Collected data entries:
⟨
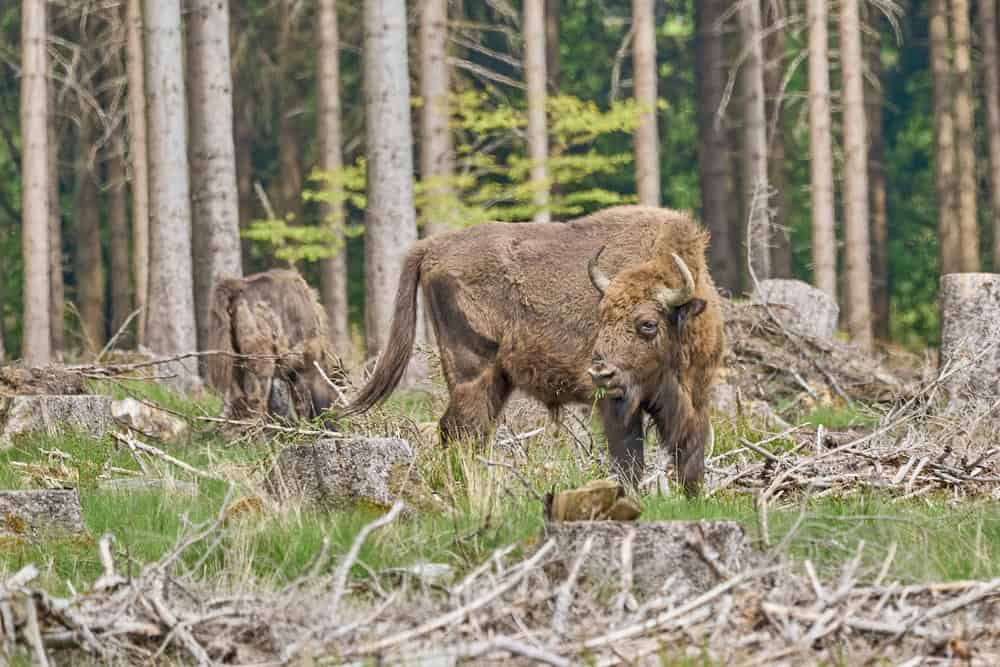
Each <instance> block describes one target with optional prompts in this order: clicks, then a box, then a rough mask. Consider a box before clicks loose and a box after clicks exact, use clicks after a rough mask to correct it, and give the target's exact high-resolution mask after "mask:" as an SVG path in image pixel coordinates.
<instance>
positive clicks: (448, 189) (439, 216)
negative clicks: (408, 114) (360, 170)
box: [420, 0, 455, 236]
mask: <svg viewBox="0 0 1000 667" xmlns="http://www.w3.org/2000/svg"><path fill="white" fill-rule="evenodd" d="M447 42H448V1H447V0H426V2H424V3H423V4H422V5H421V8H420V96H421V97H422V98H423V102H424V104H423V108H422V109H421V111H420V179H421V180H422V181H423V182H424V186H425V187H426V188H427V206H426V209H427V210H425V211H424V212H423V215H424V219H425V220H426V225H427V226H426V228H425V233H426V235H427V236H431V235H434V234H438V233H440V232H443V231H447V230H448V229H450V228H452V227H453V224H454V222H455V221H454V220H453V217H454V216H453V215H452V212H453V211H454V206H453V197H454V194H453V192H452V181H451V179H452V174H453V171H454V165H453V161H454V158H453V153H452V151H453V149H452V139H451V130H450V129H449V128H448V120H449V110H448V94H449V92H450V90H449V89H450V86H449V80H450V74H451V72H450V68H449V67H448V54H447V51H446V47H447Z"/></svg>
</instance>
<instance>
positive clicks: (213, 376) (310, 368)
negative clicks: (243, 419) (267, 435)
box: [208, 270, 341, 419]
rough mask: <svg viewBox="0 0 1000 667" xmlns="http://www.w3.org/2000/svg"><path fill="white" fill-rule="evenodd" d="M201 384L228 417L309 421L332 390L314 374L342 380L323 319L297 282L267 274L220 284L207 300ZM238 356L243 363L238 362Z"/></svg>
mask: <svg viewBox="0 0 1000 667" xmlns="http://www.w3.org/2000/svg"><path fill="white" fill-rule="evenodd" d="M211 317H212V322H211V330H210V332H209V340H208V347H209V349H212V350H220V351H222V352H229V353H232V354H216V355H212V356H210V357H209V361H208V381H209V384H211V385H212V386H213V387H215V388H216V389H217V390H218V391H220V392H222V394H223V395H224V397H225V401H226V407H227V409H228V410H230V411H231V413H232V415H233V416H235V417H251V416H260V415H263V414H266V413H270V414H276V415H278V416H281V417H284V418H286V419H294V418H296V417H305V418H311V417H314V416H316V415H318V414H319V413H320V412H321V411H323V410H324V409H326V408H327V407H329V405H330V403H331V393H330V392H331V389H330V386H329V385H328V384H327V382H326V380H325V379H324V378H323V376H322V375H321V374H320V373H319V372H318V371H317V370H316V367H315V365H314V362H316V363H318V364H319V365H320V366H321V367H322V368H323V370H324V372H326V373H327V374H328V375H329V376H330V377H337V376H339V375H340V374H341V369H340V364H339V361H338V360H337V358H336V356H335V355H334V354H333V353H332V352H331V351H330V349H329V343H328V341H329V338H328V336H327V325H326V315H325V313H324V312H323V308H322V307H321V306H320V304H319V300H318V299H317V297H316V293H315V292H314V291H313V290H312V289H311V288H310V287H309V286H308V285H307V284H306V282H305V281H304V280H303V279H302V277H301V276H300V275H299V274H298V273H296V272H294V271H287V270H272V271H267V272H265V273H258V274H255V275H252V276H248V277H246V278H232V279H228V280H223V281H222V282H220V283H219V284H218V285H216V286H215V290H214V292H213V295H212V313H211ZM237 355H248V358H239V357H238V356H237Z"/></svg>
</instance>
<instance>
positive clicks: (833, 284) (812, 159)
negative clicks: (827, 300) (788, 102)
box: [807, 0, 837, 301]
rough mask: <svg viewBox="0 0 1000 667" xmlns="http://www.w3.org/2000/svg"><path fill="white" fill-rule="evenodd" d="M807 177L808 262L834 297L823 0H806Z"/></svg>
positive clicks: (824, 2) (828, 120) (830, 292)
mask: <svg viewBox="0 0 1000 667" xmlns="http://www.w3.org/2000/svg"><path fill="white" fill-rule="evenodd" d="M808 2H809V6H808V13H807V21H808V23H809V153H810V159H809V180H810V185H811V187H810V190H809V192H810V198H811V205H812V262H813V282H814V283H815V284H816V287H818V288H819V289H821V290H823V291H824V292H826V293H827V294H829V295H830V298H831V299H833V300H834V301H836V300H837V236H836V231H835V230H836V226H835V223H834V190H833V140H832V125H833V124H832V123H831V121H830V64H829V45H828V42H829V40H828V38H827V28H828V15H827V12H826V0H808Z"/></svg>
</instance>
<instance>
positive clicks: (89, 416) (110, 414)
mask: <svg viewBox="0 0 1000 667" xmlns="http://www.w3.org/2000/svg"><path fill="white" fill-rule="evenodd" d="M113 428H114V422H113V420H112V419H111V397H109V396H93V395H82V396H63V395H44V394H43V395H35V396H13V397H10V398H5V399H2V400H0V449H5V448H7V447H10V446H11V445H12V444H14V441H15V440H16V439H17V438H18V437H20V436H23V435H27V434H31V433H48V434H52V435H54V434H56V433H58V432H59V431H60V430H62V429H76V430H80V431H83V432H84V433H86V434H88V435H90V436H93V437H94V438H100V437H103V436H104V435H105V434H106V433H108V432H109V431H111V430H112V429H113Z"/></svg>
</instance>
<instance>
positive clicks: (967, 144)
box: [951, 0, 979, 273]
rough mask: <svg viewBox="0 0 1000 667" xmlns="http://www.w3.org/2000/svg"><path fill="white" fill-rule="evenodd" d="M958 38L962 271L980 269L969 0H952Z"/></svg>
mask: <svg viewBox="0 0 1000 667" xmlns="http://www.w3.org/2000/svg"><path fill="white" fill-rule="evenodd" d="M951 21H952V29H953V36H954V38H955V98H954V99H955V142H956V148H957V149H958V224H959V227H960V228H961V231H960V232H959V234H960V238H961V246H960V256H961V258H962V271H964V272H966V273H975V272H977V271H979V224H978V223H977V218H976V136H975V126H974V118H973V109H972V62H971V57H970V53H969V51H970V45H969V41H970V36H969V33H970V29H969V2H968V0H951Z"/></svg>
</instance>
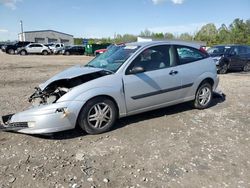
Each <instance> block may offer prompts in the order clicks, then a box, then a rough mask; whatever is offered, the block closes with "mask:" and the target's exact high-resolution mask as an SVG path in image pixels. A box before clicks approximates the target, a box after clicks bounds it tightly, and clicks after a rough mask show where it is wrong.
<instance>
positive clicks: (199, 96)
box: [193, 82, 212, 109]
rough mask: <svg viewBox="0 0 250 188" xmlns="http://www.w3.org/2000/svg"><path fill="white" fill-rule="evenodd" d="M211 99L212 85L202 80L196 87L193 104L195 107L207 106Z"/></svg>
mask: <svg viewBox="0 0 250 188" xmlns="http://www.w3.org/2000/svg"><path fill="white" fill-rule="evenodd" d="M211 101H212V86H211V84H209V83H208V82H204V83H202V84H201V85H200V87H199V88H198V90H197V92H196V95H195V100H194V102H193V106H194V107H195V108H197V109H204V108H207V107H208V106H209V105H210V103H211Z"/></svg>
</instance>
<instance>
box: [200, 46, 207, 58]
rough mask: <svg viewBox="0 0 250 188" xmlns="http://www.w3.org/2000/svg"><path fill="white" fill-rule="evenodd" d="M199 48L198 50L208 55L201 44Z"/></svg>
mask: <svg viewBox="0 0 250 188" xmlns="http://www.w3.org/2000/svg"><path fill="white" fill-rule="evenodd" d="M199 50H200V52H202V53H203V54H206V55H207V56H208V53H207V51H206V49H205V48H203V47H202V46H201V47H200V49H199Z"/></svg>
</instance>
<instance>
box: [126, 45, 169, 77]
mask: <svg viewBox="0 0 250 188" xmlns="http://www.w3.org/2000/svg"><path fill="white" fill-rule="evenodd" d="M170 49H171V47H170V46H169V45H160V46H154V47H151V48H148V49H146V50H144V51H143V52H141V53H140V54H139V55H138V56H137V57H136V58H135V59H134V61H133V62H132V63H131V65H130V66H129V68H128V70H127V73H129V70H132V69H133V68H134V67H142V68H143V69H144V70H145V71H153V70H158V69H164V68H167V67H170V66H171V61H170V56H171V55H170Z"/></svg>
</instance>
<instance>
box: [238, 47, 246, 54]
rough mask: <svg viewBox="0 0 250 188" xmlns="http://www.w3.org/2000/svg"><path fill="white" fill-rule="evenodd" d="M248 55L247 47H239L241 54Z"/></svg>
mask: <svg viewBox="0 0 250 188" xmlns="http://www.w3.org/2000/svg"><path fill="white" fill-rule="evenodd" d="M246 53H247V47H245V46H240V47H239V54H246Z"/></svg>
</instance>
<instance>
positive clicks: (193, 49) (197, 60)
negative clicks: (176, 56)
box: [176, 46, 207, 65]
mask: <svg viewBox="0 0 250 188" xmlns="http://www.w3.org/2000/svg"><path fill="white" fill-rule="evenodd" d="M176 51H177V55H178V58H179V64H181V65H182V64H186V63H191V62H194V61H199V60H201V59H204V58H206V57H207V55H206V54H205V53H202V52H201V51H199V50H198V49H195V48H192V47H188V46H177V47H176Z"/></svg>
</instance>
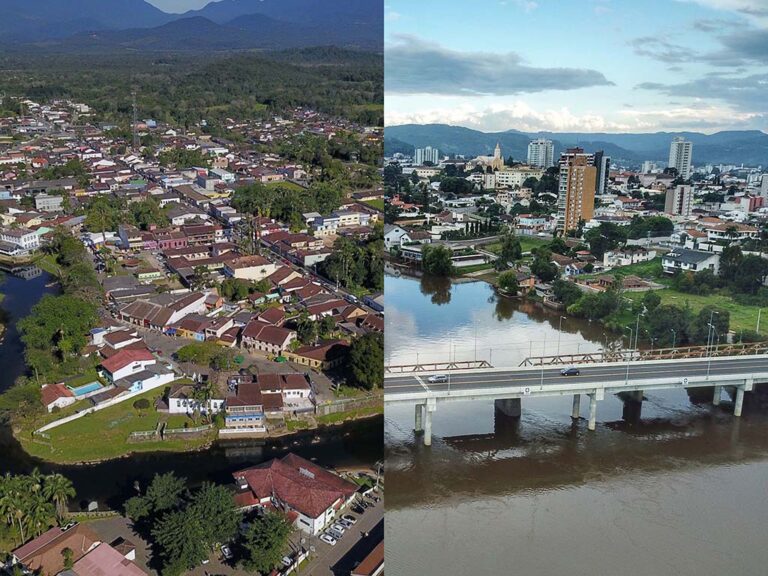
⟩
* **What the task asks**
Extract every line of the data above that contains the string "positive". Case counts.

* **Result of the task**
positive clicks: (448, 189) (439, 216)
positive clicks: (213, 376) (310, 368)
positive clicks: (833, 284) (812, 159)
positive clicks: (824, 2) (828, 120) (830, 292)
positive clicks: (89, 416) (110, 414)
positive clicks: (967, 144)
positive clicks: (199, 96)
positive clicks: (193, 49) (197, 60)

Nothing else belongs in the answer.